Stored data entries
****************

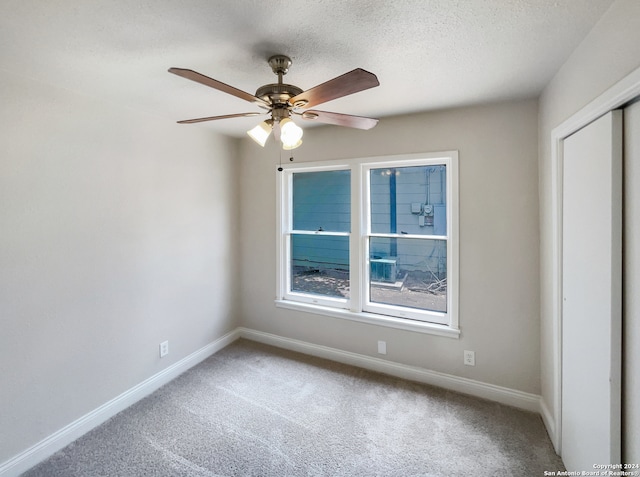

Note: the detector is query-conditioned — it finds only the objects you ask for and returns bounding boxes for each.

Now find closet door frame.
[549,65,640,454]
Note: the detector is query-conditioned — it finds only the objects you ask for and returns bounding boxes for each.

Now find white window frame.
[276,152,459,338]
[280,163,352,309]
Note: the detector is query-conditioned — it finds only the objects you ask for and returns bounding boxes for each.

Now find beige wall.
[538,0,640,454]
[0,70,240,463]
[239,99,541,394]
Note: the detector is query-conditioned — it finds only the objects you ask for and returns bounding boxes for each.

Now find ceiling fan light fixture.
[282,138,303,150]
[280,118,303,150]
[247,120,272,147]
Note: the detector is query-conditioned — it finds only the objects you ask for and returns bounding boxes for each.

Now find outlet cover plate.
[160,341,169,358]
[377,340,387,355]
[464,350,475,366]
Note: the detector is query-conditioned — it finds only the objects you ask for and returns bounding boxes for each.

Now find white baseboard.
[238,327,542,413]
[0,329,241,477]
[539,397,559,452]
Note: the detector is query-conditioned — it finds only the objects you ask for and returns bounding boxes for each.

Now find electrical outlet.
[464,350,475,366]
[377,340,387,355]
[159,341,169,358]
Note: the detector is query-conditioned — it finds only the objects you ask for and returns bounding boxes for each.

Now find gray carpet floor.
[22,339,565,476]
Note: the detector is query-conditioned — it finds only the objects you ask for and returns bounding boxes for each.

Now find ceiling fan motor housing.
[255,55,307,111]
[255,83,303,108]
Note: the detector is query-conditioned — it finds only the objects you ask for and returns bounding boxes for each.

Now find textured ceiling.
[0,0,614,137]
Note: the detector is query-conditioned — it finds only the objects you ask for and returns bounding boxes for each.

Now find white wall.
[239,99,541,394]
[538,0,640,456]
[0,70,239,464]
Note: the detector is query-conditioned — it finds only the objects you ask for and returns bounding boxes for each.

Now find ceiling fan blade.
[168,68,271,108]
[298,110,379,130]
[289,68,379,109]
[176,112,263,124]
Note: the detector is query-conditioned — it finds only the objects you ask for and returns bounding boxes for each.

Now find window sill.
[274,300,461,339]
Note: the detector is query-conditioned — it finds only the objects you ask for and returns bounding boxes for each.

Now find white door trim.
[549,64,640,453]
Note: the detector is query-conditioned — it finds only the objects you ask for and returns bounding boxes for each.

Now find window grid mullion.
[367,233,448,241]
[350,164,363,313]
[289,230,351,236]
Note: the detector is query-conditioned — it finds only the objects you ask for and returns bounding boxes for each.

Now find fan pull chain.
[277,147,295,172]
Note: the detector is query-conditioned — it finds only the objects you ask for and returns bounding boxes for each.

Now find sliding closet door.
[624,101,640,462]
[561,110,622,470]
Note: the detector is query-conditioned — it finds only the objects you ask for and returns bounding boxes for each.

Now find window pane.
[369,237,446,312]
[291,234,350,299]
[293,170,350,232]
[370,165,446,236]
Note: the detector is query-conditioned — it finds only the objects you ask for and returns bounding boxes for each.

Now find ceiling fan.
[168,55,380,150]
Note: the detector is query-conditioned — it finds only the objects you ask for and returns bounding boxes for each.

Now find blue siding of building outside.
[292,170,350,271]
[291,166,447,278]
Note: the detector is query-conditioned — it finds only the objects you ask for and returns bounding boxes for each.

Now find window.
[289,169,351,306]
[276,152,459,337]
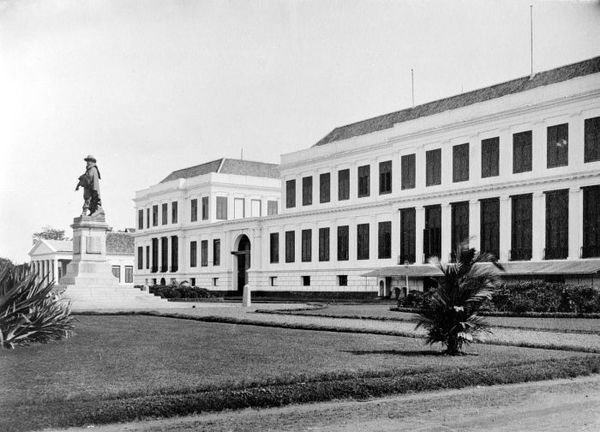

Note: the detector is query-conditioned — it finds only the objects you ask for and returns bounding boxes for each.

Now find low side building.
[29,231,135,286]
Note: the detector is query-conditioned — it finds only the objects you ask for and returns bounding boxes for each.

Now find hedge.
[150,285,219,299]
[397,282,600,314]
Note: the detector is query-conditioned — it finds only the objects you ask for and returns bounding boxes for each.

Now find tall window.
[401,153,415,190]
[251,199,261,217]
[125,266,133,283]
[319,227,330,261]
[285,231,295,263]
[378,221,391,259]
[161,237,168,272]
[481,137,499,178]
[451,201,469,261]
[146,208,150,229]
[267,200,278,215]
[547,123,569,168]
[170,236,178,272]
[201,240,208,267]
[202,196,209,220]
[301,229,312,262]
[151,238,158,272]
[357,223,370,260]
[320,173,331,203]
[146,245,150,269]
[191,199,198,222]
[400,208,416,263]
[213,239,221,266]
[426,149,441,186]
[379,161,392,194]
[286,179,296,208]
[511,194,532,260]
[302,176,313,206]
[480,198,500,258]
[583,185,600,257]
[190,241,197,267]
[545,190,568,259]
[171,202,178,224]
[137,246,143,269]
[138,209,143,230]
[585,116,600,163]
[358,165,370,197]
[337,225,349,261]
[513,131,532,173]
[152,205,158,226]
[452,143,469,182]
[162,203,168,225]
[424,205,441,260]
[270,233,279,263]
[112,266,121,282]
[216,196,227,220]
[338,169,350,200]
[234,198,245,219]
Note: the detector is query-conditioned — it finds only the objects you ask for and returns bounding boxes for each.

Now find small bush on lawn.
[151,285,216,299]
[0,264,73,349]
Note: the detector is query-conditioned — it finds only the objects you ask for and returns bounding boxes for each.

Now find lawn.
[1,314,599,431]
[281,304,600,333]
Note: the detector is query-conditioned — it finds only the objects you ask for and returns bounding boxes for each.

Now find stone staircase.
[60,284,171,311]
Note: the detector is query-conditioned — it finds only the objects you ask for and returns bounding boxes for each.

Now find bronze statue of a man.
[76,155,104,217]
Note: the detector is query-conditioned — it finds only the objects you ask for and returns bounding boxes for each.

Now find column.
[167,235,172,272]
[568,187,583,260]
[391,209,401,265]
[469,199,481,251]
[499,196,511,262]
[441,203,452,263]
[531,192,545,261]
[415,206,425,263]
[532,121,546,176]
[157,237,162,273]
[53,259,59,284]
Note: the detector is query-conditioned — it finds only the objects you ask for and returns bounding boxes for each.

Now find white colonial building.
[29,231,135,286]
[134,56,600,296]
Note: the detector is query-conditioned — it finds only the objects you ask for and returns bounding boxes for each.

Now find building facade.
[29,232,135,286]
[134,56,600,294]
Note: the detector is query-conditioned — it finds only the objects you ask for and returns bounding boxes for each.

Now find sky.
[1,0,599,263]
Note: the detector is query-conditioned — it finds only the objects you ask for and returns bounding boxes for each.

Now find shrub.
[0,264,74,349]
[151,285,215,299]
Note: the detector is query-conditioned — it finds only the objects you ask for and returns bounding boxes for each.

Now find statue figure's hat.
[84,155,97,162]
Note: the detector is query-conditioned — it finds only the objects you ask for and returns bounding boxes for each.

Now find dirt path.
[51,375,600,432]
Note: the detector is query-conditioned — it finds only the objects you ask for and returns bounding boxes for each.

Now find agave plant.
[0,264,74,349]
[415,247,503,355]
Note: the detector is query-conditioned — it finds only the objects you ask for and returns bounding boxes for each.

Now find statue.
[75,155,104,217]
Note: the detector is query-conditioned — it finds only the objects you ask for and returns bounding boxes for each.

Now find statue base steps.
[60,285,169,311]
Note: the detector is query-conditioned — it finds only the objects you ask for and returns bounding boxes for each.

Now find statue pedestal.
[59,215,168,311]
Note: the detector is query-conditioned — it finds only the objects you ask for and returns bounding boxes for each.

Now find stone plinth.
[59,215,169,311]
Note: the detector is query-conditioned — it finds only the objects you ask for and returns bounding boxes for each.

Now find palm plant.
[0,264,74,349]
[415,246,503,355]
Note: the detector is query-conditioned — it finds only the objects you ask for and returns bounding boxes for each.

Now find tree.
[0,257,14,273]
[415,246,503,355]
[33,226,67,241]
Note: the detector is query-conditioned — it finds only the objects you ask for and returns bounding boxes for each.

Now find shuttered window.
[190,200,198,222]
[401,153,415,190]
[511,194,532,260]
[452,143,469,182]
[319,227,330,261]
[378,221,391,259]
[358,165,370,197]
[480,198,500,259]
[451,201,469,261]
[337,225,349,261]
[270,233,279,263]
[400,208,416,264]
[286,179,296,208]
[547,123,569,168]
[545,190,568,259]
[285,231,295,263]
[301,229,312,262]
[426,149,441,186]
[357,223,370,260]
[338,169,350,201]
[583,186,600,258]
[320,173,331,203]
[584,116,600,163]
[424,205,441,260]
[513,131,532,173]
[379,161,392,194]
[302,176,313,206]
[481,137,499,178]
[190,241,197,267]
[213,239,220,266]
[200,240,208,267]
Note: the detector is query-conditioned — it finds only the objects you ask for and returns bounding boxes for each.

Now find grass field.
[279,304,600,333]
[1,314,599,431]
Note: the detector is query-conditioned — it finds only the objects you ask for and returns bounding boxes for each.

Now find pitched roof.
[160,158,279,183]
[45,240,72,253]
[106,232,134,255]
[315,56,600,147]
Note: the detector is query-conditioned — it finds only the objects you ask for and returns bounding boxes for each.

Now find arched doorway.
[232,235,251,293]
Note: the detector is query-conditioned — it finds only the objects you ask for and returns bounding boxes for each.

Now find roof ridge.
[217,158,226,173]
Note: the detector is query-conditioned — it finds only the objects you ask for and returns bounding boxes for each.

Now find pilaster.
[531,191,545,261]
[568,187,582,260]
[415,206,425,263]
[469,199,480,251]
[499,195,511,262]
[441,203,452,263]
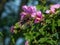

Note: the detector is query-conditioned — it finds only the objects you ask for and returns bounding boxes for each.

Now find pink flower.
[34,11,43,23]
[46,9,55,14]
[31,13,36,18]
[10,26,14,33]
[36,11,42,18]
[20,12,27,20]
[28,6,37,13]
[45,10,50,14]
[50,4,60,13]
[22,5,37,14]
[51,4,60,9]
[25,41,29,45]
[34,17,40,23]
[21,5,43,23]
[22,5,28,12]
[46,4,60,14]
[50,8,55,13]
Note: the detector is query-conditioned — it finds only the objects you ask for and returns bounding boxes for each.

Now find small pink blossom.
[34,11,43,23]
[50,4,60,13]
[36,11,42,18]
[22,5,28,12]
[50,8,55,13]
[46,4,60,14]
[45,10,50,14]
[31,11,42,18]
[31,13,36,18]
[25,41,29,45]
[51,4,60,9]
[22,5,37,14]
[20,12,27,20]
[28,6,37,13]
[10,26,14,33]
[34,17,40,23]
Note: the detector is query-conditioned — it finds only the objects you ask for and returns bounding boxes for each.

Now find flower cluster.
[20,5,43,23]
[46,4,60,14]
[9,4,60,45]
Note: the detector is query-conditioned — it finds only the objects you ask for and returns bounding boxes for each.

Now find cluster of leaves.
[12,4,60,45]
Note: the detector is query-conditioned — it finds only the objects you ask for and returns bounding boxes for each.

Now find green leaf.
[46,19,51,24]
[14,22,20,28]
[36,5,41,10]
[39,25,46,35]
[57,19,60,26]
[47,40,57,45]
[38,38,48,43]
[0,32,3,36]
[52,19,55,32]
[31,25,35,30]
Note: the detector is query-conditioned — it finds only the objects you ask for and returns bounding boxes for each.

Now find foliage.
[0,0,60,45]
[10,3,60,45]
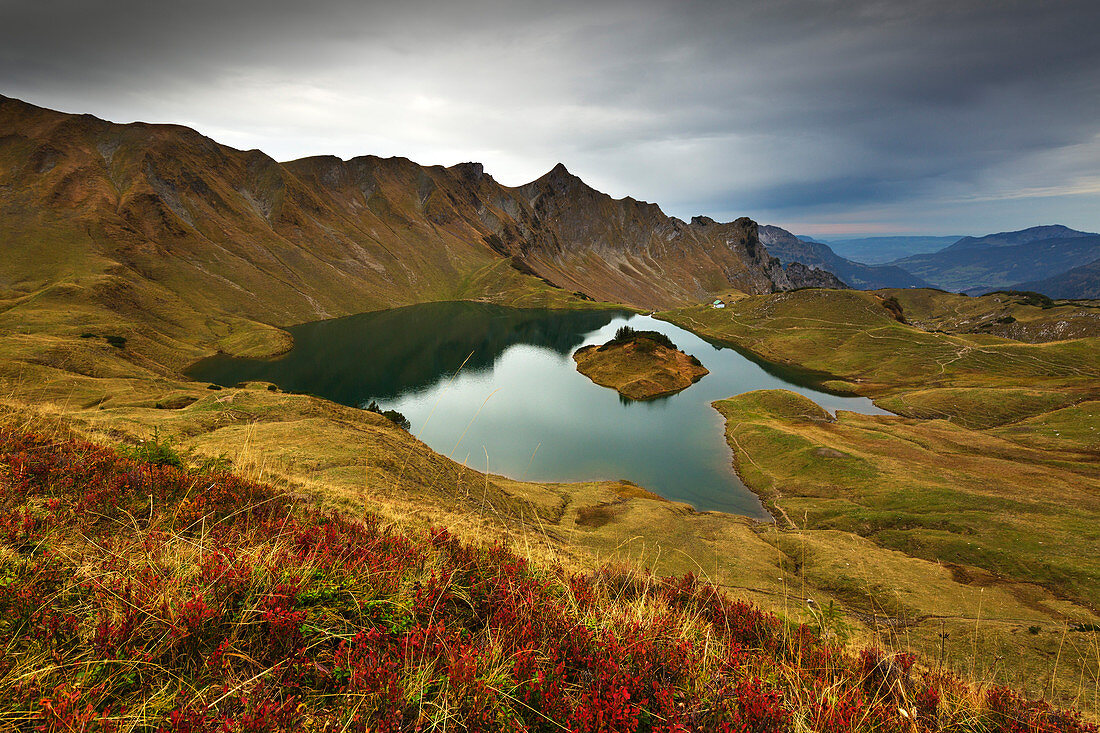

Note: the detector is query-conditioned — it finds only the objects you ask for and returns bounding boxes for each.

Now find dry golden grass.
[712,388,1100,711]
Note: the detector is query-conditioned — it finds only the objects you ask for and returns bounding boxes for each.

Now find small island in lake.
[573,326,709,400]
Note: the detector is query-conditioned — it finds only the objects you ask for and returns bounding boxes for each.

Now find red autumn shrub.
[0,427,1094,733]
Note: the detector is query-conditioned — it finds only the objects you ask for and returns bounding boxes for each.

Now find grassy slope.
[658,289,1100,711]
[664,289,1100,422]
[711,388,1100,713]
[886,289,1100,343]
[715,390,1100,608]
[3,427,1095,732]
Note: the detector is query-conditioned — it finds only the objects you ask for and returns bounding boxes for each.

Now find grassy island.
[573,325,709,400]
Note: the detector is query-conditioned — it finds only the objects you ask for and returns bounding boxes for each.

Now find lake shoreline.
[187,301,886,519]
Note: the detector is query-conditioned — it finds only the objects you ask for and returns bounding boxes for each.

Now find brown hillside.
[0,94,830,348]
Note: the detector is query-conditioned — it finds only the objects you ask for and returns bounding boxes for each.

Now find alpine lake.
[189,302,889,519]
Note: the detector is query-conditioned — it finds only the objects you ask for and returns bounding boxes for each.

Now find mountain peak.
[539,162,582,185]
[449,161,486,182]
[948,224,1096,251]
[523,162,590,195]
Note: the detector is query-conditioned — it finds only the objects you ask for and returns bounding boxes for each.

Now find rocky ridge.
[0,94,847,375]
[759,225,927,289]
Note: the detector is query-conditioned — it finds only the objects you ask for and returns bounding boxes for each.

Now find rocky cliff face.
[759,225,927,290]
[0,95,836,325]
[777,261,849,290]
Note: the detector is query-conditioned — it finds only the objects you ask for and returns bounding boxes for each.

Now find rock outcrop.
[778,261,849,290]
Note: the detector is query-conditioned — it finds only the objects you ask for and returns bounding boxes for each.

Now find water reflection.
[191,302,621,405]
[189,303,889,519]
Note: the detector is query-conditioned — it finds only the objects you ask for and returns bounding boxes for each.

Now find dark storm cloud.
[3,0,1099,235]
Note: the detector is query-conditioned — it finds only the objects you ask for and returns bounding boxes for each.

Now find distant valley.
[1013,256,1100,299]
[760,225,931,289]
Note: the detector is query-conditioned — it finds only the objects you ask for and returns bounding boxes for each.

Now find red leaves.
[35,684,117,733]
[0,428,1095,733]
[729,677,790,733]
[983,688,1096,733]
[237,695,301,733]
[94,607,139,656]
[259,583,306,657]
[176,590,221,637]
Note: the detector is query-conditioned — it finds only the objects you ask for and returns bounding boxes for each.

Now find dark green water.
[189,302,889,519]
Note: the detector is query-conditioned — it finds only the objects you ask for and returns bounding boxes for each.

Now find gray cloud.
[2,0,1099,236]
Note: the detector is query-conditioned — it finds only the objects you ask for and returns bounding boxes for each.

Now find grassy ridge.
[882,290,1100,344]
[659,290,1100,712]
[2,427,1096,732]
[873,388,1083,430]
[714,390,1100,609]
[664,290,1100,411]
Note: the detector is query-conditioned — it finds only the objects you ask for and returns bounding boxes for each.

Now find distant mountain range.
[1011,257,1100,300]
[771,226,1100,298]
[890,226,1100,293]
[814,236,961,264]
[758,226,930,289]
[944,225,1093,251]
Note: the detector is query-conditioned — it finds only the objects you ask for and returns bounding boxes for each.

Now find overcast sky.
[3,0,1099,237]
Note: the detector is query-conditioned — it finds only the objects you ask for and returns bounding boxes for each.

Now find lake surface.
[189,302,889,519]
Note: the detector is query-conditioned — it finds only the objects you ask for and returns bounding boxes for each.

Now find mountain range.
[1012,257,1100,299]
[0,93,840,363]
[816,235,961,264]
[759,226,930,289]
[888,226,1100,293]
[783,226,1100,297]
[3,90,1097,374]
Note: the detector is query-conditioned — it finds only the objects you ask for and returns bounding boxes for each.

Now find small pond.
[189,302,889,519]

****************

TASK STATEMENT ->
A faithful copy is required of the lines from the one with "Now find grassy ridge." through the last line of the data; please add nothing.

RESULT OF THIS EXERCISE ->
Now find grassy ridge.
[882,290,1100,344]
[659,290,1100,712]
[2,427,1096,732]
[873,388,1083,430]
[714,390,1100,609]
[664,290,1100,411]
Note: the detector is query-conditioned — it finds only the objects you ask for and returns bounding boxes for each.

Now find distant mountain range.
[1011,257,1100,300]
[771,226,1100,298]
[890,226,1100,293]
[814,236,961,264]
[758,226,930,289]
[944,225,1093,251]
Note: the detector is query-conditioned — it finds only the objects you ask for and returns bounding boxes for each.

Now find overcast sky.
[3,0,1099,237]
Note: the detector is query-conditioned — it finds only the objects you ask for and returns bounding boxes for each.

Now find lake surface.
[189,302,889,519]
Note: the detector is query-conditioned — it finds only the objects you ask for and returns bounding boxes for each.

Now find mountain range.
[1012,257,1100,299]
[0,93,840,363]
[816,235,961,264]
[759,226,930,289]
[888,226,1100,293]
[783,226,1100,297]
[3,90,1097,374]
Note: the detector is query-conditioned — it finds only the objects you ask for and returns bounding boxes for each.

Now find small pond.
[189,302,889,519]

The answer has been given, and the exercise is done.